### Task objective
Every entry that follows needs to be repeated exactly.

(Records of labeled points)

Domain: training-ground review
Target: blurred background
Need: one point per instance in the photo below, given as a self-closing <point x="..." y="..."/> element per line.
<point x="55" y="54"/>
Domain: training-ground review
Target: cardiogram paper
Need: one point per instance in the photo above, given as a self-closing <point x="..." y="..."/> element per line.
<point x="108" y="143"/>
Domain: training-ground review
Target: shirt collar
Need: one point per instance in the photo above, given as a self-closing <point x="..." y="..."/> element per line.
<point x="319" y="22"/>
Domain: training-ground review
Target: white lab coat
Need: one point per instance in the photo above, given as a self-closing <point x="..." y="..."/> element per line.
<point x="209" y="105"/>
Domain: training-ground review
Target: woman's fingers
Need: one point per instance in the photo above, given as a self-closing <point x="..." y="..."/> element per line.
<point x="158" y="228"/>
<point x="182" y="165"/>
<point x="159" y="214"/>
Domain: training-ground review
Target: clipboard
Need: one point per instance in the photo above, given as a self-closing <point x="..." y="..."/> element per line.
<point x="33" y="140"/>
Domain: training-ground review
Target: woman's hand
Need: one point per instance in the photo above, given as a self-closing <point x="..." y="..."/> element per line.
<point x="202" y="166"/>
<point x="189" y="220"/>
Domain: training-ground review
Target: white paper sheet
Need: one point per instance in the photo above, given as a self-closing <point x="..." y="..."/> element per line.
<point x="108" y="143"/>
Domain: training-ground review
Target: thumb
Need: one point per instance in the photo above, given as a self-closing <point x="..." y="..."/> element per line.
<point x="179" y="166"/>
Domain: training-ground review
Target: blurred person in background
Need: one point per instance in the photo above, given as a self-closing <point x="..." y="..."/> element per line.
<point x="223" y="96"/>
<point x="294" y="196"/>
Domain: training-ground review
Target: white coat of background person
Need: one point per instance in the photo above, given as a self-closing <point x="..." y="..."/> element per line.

### Reply to the exercise
Domain: training-ground review
Target: blurred background
Need: one point per instance in the photo below, given as a self-closing <point x="..." y="..."/> element per line.
<point x="55" y="54"/>
Domain: training-ground review
Target: cardiogram paper
Need: one point per instance in the photo above, given as a self-closing <point x="..." y="..."/> element per line.
<point x="108" y="143"/>
Domain: training-ground review
Target: shirt collar
Need: one point per instance in the photo above, given as a self-closing <point x="..." y="..."/> element per line.
<point x="319" y="22"/>
Domain: training-ground review
Target: white lab coat
Need: one point per instance in the photo above, given as a self-closing <point x="..." y="..."/> element per line.
<point x="209" y="105"/>
Domain: training-ground review
Target: woman's fingers
Need: one point per instance in the photo above, given as a self-closing <point x="..." y="..."/> element per line.
<point x="158" y="228"/>
<point x="182" y="165"/>
<point x="159" y="214"/>
Domain: training-ground review
Target: clipboard
Need: one point per instance in the photo above, given as a self-closing <point x="..." y="..."/> element per line.
<point x="33" y="140"/>
Domain: training-ground review
Target: woman's hand
Need: one point per instance in the photo above, given as a self-closing <point x="..." y="..."/> element per line.
<point x="202" y="166"/>
<point x="189" y="220"/>
Domain: training-ground review
Target: white paper sheet
Need: one point per instance in the photo above, given as a self-closing <point x="..." y="..."/> element per line.
<point x="108" y="143"/>
Domain: training-ground review
Target: thumb
Need: one point per instance in the photo above, given as a self-closing <point x="..." y="..."/> element per line.
<point x="179" y="166"/>
Domain: training-ground review
Target: blurred person in background
Need: one point per instance in the photo above, given as a self-closing <point x="..." y="..."/> element per line.
<point x="223" y="96"/>
<point x="294" y="196"/>
Domain: training-ground review
Target: white coat of background person
Need: one point per instance in the photo above, given as a self-closing <point x="..." y="..."/> element per line.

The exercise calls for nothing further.